Selected excerpt >>
2009-04-17

A musical interlude below....

In a post last year about the late great Robert Anton Wilson, I had this to say:

to survive as a "stand-up guru" full-time you have to enter a Small Businessman's Reality Tunnel


I just realised that the same could be said of Robert Fripp. I have a lot of respect for the guy. But I realised that I find his most interesting and exciting stuff comes out of the late 1970's, when he still had a major-label record contract and his business affairs were run by managers who he trusted. So he was much more free, paradoxically, even though he was being financially used and spat out.

For those of you not familiar with the world of prog-rock, of course, Robert Fripp discovered the hard way that the music industry = "slavery and theft" (his words) when he realised that his managers had been methodically ripping him off for decades. He had to take seven years out of his musical life to sue the bastards to a standstill. After that, he set up his own record label. He had a belief that it should be possible (and therefore would be) to operate a record company in a way that would make a profit and act like a responsible citizen at the same time. He was, sadly, wrong, in that he couldn't actually make money without exploiting his artists. So he let them go and the label continues as his outlet for his own projects and those of close buddies.

But if you read his more recent blog, I don't enjoy it as much as the interviews from the late 70's. A lot of angry and frustrated comments about attempting to get major record labels to pay him for downloads of his work. Well, he's allowed to be angry about that. But to succeed as a self-employed person you have to act like a small capitalist and react to the world as if it were made of money rather than people. At that point, the ideas suffer.

Data listing >>
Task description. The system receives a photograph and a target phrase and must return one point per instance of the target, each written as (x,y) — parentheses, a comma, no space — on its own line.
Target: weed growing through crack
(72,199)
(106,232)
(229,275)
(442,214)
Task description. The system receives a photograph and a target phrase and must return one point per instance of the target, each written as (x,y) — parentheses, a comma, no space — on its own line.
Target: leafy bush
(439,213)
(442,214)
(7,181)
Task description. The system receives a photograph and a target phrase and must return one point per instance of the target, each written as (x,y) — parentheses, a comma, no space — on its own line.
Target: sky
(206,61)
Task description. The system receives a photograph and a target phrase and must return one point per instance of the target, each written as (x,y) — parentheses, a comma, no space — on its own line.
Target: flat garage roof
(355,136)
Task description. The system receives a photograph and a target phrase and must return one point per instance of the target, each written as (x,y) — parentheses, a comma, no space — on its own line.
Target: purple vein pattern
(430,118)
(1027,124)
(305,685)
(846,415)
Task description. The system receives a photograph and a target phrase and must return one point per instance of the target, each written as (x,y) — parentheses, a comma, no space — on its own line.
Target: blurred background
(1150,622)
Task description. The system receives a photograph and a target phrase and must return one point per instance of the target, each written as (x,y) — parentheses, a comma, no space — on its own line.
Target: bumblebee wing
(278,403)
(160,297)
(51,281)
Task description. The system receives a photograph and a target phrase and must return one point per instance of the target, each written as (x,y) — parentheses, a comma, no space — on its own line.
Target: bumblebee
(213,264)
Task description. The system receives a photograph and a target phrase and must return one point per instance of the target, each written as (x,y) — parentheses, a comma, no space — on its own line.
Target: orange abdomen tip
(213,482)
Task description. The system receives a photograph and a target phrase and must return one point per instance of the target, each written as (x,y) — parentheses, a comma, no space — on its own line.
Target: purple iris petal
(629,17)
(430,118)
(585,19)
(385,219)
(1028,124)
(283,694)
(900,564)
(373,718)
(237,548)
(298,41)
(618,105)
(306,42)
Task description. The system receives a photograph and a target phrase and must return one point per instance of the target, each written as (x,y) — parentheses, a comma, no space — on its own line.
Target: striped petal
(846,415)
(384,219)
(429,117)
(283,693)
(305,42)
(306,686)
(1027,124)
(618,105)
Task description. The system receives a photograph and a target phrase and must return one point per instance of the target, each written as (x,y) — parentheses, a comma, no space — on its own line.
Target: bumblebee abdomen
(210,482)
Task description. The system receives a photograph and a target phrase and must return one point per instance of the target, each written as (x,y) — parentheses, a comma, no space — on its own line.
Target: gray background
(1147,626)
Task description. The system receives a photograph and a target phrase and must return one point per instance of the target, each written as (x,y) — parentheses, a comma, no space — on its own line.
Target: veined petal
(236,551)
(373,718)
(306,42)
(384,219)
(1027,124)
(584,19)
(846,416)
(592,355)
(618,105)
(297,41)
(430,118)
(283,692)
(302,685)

Task prompt >> Please reproduce the post about Robert Fripp word for word, from "to survive as" up to and including "and spat out.". None of the lines are needed here.

Task output >>
to survive as a "stand-up guru" full-time you have to enter a Small Businessman's Reality Tunnel


I just realised that the same could be said of Robert Fripp. I have a lot of respect for the guy. But I realised that I find his most interesting and exciting stuff comes out of the late 1970's, when he still had a major-label record contract and his business affairs were run by managers who he trusted. So he was much more free, paradoxically, even though he was being financially used and spat out.